[DATA SHOWN]:
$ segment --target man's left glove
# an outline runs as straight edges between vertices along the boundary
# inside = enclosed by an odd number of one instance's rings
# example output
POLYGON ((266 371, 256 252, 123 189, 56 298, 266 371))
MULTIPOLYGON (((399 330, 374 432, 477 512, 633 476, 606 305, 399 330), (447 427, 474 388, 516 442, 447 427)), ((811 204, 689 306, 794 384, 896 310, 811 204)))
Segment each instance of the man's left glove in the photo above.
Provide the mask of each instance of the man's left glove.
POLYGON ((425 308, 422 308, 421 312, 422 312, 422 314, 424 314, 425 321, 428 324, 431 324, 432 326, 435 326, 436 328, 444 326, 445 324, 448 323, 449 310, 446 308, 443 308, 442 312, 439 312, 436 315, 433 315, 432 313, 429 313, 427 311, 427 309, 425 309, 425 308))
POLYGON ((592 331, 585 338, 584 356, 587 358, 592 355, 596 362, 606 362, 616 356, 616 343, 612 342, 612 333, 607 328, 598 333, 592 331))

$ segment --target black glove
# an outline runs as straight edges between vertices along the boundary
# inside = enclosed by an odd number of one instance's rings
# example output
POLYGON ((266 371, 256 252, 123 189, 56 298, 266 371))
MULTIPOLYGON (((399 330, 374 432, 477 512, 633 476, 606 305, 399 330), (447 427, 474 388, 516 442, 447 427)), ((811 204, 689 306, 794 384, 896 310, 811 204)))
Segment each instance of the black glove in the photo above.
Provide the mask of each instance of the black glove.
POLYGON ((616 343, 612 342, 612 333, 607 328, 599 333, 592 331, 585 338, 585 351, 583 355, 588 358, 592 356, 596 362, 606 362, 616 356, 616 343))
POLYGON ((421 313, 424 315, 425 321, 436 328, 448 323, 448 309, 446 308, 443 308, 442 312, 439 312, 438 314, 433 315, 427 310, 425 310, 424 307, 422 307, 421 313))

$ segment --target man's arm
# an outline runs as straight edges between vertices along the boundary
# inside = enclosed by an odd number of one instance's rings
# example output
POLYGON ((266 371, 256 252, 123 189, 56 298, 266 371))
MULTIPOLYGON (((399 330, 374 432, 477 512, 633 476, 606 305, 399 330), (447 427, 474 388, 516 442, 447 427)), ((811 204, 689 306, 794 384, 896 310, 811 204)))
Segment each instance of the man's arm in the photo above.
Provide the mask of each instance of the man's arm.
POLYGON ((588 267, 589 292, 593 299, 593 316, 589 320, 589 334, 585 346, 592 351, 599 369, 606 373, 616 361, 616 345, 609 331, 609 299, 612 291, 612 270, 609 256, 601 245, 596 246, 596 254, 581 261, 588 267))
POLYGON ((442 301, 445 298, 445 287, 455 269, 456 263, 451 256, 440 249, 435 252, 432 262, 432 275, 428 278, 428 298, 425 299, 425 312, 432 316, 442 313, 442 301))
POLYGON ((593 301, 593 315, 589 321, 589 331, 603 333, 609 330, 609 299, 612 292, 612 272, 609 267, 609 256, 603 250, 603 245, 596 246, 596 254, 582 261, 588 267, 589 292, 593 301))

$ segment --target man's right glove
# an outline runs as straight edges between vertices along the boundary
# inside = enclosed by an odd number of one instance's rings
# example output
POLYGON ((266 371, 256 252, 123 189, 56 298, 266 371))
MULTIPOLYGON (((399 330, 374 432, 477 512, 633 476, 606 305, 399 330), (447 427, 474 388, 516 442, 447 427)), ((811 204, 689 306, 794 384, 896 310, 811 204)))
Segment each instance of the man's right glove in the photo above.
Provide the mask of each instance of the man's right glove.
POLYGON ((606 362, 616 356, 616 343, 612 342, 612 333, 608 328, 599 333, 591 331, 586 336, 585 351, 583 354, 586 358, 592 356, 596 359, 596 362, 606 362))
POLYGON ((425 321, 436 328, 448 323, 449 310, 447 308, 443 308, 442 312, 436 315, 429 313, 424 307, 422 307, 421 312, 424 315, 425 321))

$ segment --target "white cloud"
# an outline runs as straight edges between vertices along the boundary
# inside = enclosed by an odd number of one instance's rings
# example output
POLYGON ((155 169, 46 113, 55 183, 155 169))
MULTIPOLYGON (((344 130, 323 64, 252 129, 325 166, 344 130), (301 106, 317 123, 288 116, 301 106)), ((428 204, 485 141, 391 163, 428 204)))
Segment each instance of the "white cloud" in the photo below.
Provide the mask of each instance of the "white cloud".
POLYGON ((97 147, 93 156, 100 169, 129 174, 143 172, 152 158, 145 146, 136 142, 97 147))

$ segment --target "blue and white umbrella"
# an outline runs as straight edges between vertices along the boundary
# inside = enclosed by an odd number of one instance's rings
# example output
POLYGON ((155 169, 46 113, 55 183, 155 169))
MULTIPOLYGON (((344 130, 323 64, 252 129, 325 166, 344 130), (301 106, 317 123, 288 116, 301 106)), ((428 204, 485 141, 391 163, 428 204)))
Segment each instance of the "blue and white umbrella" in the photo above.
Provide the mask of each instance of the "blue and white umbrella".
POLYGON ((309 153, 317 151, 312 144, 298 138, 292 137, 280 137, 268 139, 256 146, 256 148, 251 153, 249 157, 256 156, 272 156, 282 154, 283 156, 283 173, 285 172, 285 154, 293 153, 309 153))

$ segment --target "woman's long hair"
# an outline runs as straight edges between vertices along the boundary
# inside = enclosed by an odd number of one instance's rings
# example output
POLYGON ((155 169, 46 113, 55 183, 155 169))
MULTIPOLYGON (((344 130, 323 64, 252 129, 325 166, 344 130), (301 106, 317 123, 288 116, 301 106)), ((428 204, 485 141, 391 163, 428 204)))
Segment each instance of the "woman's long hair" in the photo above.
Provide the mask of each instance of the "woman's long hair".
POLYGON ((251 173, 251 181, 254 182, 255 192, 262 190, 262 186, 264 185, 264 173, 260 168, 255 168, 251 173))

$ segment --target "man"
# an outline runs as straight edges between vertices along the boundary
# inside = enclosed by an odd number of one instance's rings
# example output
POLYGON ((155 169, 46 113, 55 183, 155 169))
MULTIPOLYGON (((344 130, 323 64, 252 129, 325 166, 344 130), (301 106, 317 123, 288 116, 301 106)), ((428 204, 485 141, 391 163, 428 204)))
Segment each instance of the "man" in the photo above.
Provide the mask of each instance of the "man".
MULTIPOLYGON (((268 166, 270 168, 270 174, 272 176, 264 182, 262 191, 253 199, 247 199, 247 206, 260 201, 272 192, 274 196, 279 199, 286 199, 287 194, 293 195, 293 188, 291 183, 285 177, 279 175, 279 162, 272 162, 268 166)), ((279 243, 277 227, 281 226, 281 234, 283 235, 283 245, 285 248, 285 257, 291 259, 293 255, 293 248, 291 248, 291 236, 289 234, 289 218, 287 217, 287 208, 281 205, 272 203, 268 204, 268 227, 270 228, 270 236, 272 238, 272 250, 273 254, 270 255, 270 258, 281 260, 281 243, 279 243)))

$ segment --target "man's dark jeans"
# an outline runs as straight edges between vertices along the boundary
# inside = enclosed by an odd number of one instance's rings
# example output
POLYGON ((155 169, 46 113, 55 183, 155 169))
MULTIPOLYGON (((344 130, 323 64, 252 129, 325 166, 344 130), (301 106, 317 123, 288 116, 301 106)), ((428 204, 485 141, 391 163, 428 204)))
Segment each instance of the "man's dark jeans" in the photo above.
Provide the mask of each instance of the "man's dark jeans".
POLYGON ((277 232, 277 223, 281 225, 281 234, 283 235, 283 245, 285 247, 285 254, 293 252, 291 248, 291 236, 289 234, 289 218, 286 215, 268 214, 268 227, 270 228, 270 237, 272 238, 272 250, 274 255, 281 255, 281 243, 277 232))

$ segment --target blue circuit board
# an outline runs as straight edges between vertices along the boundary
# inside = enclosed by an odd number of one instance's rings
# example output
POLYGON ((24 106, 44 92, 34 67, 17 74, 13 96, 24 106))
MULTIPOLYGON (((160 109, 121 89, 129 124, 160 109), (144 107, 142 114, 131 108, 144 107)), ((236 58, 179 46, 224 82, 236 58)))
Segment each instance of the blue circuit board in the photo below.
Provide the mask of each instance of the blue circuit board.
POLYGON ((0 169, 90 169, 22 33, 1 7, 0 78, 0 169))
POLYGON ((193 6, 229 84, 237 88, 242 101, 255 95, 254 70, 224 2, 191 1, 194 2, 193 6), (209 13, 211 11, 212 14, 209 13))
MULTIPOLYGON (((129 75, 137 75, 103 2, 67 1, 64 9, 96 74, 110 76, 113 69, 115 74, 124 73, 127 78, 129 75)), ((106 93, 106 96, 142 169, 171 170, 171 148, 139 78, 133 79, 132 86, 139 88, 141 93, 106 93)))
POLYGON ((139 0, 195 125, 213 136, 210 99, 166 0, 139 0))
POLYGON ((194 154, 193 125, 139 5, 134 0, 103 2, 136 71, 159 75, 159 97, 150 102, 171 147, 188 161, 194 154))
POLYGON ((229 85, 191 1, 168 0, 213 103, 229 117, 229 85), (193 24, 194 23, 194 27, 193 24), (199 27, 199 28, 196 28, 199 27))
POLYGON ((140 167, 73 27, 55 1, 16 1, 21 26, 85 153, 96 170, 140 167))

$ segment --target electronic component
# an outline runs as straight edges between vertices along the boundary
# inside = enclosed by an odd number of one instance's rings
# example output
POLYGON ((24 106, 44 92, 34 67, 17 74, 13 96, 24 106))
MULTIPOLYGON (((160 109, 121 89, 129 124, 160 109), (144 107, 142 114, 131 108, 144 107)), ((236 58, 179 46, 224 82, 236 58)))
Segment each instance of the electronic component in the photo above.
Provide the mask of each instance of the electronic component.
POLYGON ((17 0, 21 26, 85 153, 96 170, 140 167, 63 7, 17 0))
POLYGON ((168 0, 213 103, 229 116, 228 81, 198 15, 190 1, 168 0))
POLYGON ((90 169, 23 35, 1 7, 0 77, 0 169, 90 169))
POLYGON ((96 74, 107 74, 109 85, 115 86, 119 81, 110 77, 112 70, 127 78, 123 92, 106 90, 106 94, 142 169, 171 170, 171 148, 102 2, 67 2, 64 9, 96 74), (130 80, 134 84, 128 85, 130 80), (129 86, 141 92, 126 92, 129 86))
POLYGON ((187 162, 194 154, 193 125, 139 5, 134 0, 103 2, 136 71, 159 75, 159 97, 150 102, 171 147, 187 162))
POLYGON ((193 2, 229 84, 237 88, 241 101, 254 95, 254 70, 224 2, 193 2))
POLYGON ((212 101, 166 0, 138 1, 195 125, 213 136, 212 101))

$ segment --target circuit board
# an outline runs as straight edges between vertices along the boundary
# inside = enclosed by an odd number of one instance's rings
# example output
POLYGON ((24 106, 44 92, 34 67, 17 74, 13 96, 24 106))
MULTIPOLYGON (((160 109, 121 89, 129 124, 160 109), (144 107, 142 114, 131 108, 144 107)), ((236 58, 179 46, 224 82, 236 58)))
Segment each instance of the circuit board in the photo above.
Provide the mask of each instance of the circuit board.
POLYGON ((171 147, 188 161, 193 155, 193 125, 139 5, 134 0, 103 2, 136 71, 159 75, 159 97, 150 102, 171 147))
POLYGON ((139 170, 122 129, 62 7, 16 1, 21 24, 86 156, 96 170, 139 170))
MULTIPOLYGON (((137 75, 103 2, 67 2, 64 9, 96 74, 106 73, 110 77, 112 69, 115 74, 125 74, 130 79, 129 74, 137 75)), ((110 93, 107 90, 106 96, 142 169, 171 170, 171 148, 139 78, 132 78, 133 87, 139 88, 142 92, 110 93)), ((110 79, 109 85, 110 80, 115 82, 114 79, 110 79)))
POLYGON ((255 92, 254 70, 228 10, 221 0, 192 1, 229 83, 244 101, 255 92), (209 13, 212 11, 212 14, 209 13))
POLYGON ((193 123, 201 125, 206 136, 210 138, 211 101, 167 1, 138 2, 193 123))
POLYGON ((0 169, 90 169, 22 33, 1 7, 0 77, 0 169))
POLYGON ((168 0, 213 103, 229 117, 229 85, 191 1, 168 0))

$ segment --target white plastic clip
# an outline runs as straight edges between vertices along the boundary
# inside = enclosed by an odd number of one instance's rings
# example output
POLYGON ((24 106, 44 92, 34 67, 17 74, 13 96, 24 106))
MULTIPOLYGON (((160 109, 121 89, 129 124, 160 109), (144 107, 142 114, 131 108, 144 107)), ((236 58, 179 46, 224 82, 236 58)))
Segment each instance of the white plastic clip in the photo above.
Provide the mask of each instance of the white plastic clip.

[WHAT THIS TASK INVOLVES]: Return the lines of the records above exactly, starting at the line containing "--target circuit board" and ending at the line containing "Provide the mask of each instance of the circuit".

[IN RESPONSE]:
$ segment --target circuit board
# an outline runs as straight edges between vertices along the boundary
# inside = enclosed by an odd number of one instance's rings
# example output
POLYGON ((24 106, 44 92, 34 67, 17 74, 13 96, 24 106))
MULTIPOLYGON (((160 109, 121 89, 129 124, 160 109), (144 107, 142 114, 131 108, 144 107)), ((236 58, 179 46, 224 82, 236 58)))
Segment each instance of the circuit board in the photo above.
Provide the mask of each instance of the circuit board.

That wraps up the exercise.